* WRITTEN PROBLEM
Return the whole listing exactly as it stands.

(Raw records)

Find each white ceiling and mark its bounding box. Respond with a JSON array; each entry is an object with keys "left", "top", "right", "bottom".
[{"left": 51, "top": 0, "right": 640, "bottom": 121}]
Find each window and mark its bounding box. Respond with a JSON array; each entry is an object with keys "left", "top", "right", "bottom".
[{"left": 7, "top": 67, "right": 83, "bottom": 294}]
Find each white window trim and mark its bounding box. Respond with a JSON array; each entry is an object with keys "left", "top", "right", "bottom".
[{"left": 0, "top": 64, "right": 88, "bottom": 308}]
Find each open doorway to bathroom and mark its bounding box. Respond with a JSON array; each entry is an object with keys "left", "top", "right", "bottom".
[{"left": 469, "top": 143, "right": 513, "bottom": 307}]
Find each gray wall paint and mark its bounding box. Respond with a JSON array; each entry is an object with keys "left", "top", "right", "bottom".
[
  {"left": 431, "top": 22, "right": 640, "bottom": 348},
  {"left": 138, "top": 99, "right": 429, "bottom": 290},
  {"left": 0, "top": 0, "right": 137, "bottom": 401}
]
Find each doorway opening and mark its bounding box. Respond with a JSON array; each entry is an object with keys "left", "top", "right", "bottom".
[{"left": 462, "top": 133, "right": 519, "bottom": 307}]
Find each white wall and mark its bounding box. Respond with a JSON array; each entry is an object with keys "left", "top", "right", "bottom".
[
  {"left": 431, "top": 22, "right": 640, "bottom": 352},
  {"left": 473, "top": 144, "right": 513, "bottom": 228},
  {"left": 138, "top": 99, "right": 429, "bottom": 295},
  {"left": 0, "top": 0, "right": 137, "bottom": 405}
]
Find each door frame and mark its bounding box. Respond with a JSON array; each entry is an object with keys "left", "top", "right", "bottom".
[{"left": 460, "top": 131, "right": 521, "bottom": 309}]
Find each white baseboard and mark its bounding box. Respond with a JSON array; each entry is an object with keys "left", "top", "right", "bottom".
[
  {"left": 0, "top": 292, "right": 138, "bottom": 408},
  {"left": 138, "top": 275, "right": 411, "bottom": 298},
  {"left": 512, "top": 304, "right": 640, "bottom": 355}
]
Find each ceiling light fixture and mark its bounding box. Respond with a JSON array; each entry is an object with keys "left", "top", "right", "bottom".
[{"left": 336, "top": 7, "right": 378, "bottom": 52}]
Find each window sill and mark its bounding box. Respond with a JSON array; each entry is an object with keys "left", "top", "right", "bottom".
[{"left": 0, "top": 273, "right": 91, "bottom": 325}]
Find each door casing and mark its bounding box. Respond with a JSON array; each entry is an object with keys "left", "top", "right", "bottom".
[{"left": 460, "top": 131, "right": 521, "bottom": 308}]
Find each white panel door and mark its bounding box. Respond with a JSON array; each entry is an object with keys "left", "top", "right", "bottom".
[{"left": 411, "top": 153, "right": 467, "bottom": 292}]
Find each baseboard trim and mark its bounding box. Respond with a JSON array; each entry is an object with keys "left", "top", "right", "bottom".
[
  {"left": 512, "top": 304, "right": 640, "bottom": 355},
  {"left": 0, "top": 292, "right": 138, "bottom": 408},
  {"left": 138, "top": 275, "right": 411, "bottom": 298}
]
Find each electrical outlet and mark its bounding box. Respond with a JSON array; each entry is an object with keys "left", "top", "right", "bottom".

* RESULT OF THIS EXERCISE
Find each white ceiling and mark its bounding box. Respond with a JSON array; each entry is an object with keys "left", "top", "right", "bottom".
[{"left": 51, "top": 0, "right": 640, "bottom": 121}]
Find each window and mark its bounding box. Respond with a JSON array; each entry is an object with keys "left", "top", "right", "bottom".
[{"left": 7, "top": 67, "right": 83, "bottom": 294}]
Find each white window trim and mark its bounding box. Respond with a JSON array; each entry is an object with keys "left", "top", "right", "bottom".
[{"left": 0, "top": 64, "right": 88, "bottom": 308}]
Find each open doorway to bathroom and mark its bounding box. Respond with a JSON array; each entry is an object with keys "left", "top", "right", "bottom".
[{"left": 469, "top": 143, "right": 513, "bottom": 307}]
Find each gray wall paint and mark its bounding box. Respond with a JSON array; each entry is an object with keys "left", "top", "right", "bottom".
[
  {"left": 431, "top": 22, "right": 640, "bottom": 348},
  {"left": 138, "top": 99, "right": 429, "bottom": 290},
  {"left": 0, "top": 0, "right": 137, "bottom": 401}
]
Find each doorway opening and mark its bounding box. Respond with a JSON array; each entry is an object with keys "left", "top", "right", "bottom".
[{"left": 462, "top": 133, "right": 519, "bottom": 307}]
Find each white wall and mark its bounding box. Respond with a JSON array; each entry is an object with keys "left", "top", "right", "bottom".
[
  {"left": 431, "top": 22, "right": 640, "bottom": 352},
  {"left": 473, "top": 144, "right": 513, "bottom": 228},
  {"left": 138, "top": 99, "right": 429, "bottom": 295},
  {"left": 0, "top": 0, "right": 137, "bottom": 405}
]
Find each door frame and mark its bounding box. Respond with a JSON array; each entry is an object with keys "left", "top", "right", "bottom".
[{"left": 460, "top": 131, "right": 521, "bottom": 309}]
Find each white baseboard and mark its bounding box. Respond with a JSON array; each entry is an object with keys "left", "top", "right", "bottom".
[
  {"left": 0, "top": 292, "right": 138, "bottom": 408},
  {"left": 138, "top": 275, "right": 411, "bottom": 298},
  {"left": 512, "top": 304, "right": 640, "bottom": 355}
]
Find each ceiling light fixture and mark its bounding box. Respond with a JSON array; each entry is an object with keys "left", "top", "right", "bottom".
[{"left": 336, "top": 7, "right": 378, "bottom": 52}]
Find each window sill and mark its bounding box. Respond with a JSON array; each entry is an object with keys "left", "top", "right", "bottom".
[{"left": 0, "top": 273, "right": 91, "bottom": 325}]
Find each door casing and mark its bounding box. Respond with a JSON array; each entry is an object with keys "left", "top", "right", "bottom".
[{"left": 460, "top": 131, "right": 521, "bottom": 308}]
Find each white panel door and mark its bounding box. Respond with a JSON array; each entry is an object with keys "left", "top", "right", "bottom".
[{"left": 411, "top": 153, "right": 467, "bottom": 292}]
Find each baseboard trim and mark its bounding box. Respond with a JSON array; each entry is an object with keys "left", "top", "right", "bottom".
[
  {"left": 512, "top": 304, "right": 640, "bottom": 355},
  {"left": 0, "top": 292, "right": 138, "bottom": 408},
  {"left": 138, "top": 275, "right": 411, "bottom": 298}
]
Find each electrical outlet and mark its bounding box. Respond with a JSON array; each entry is an object with keys "left", "top", "right", "bottom".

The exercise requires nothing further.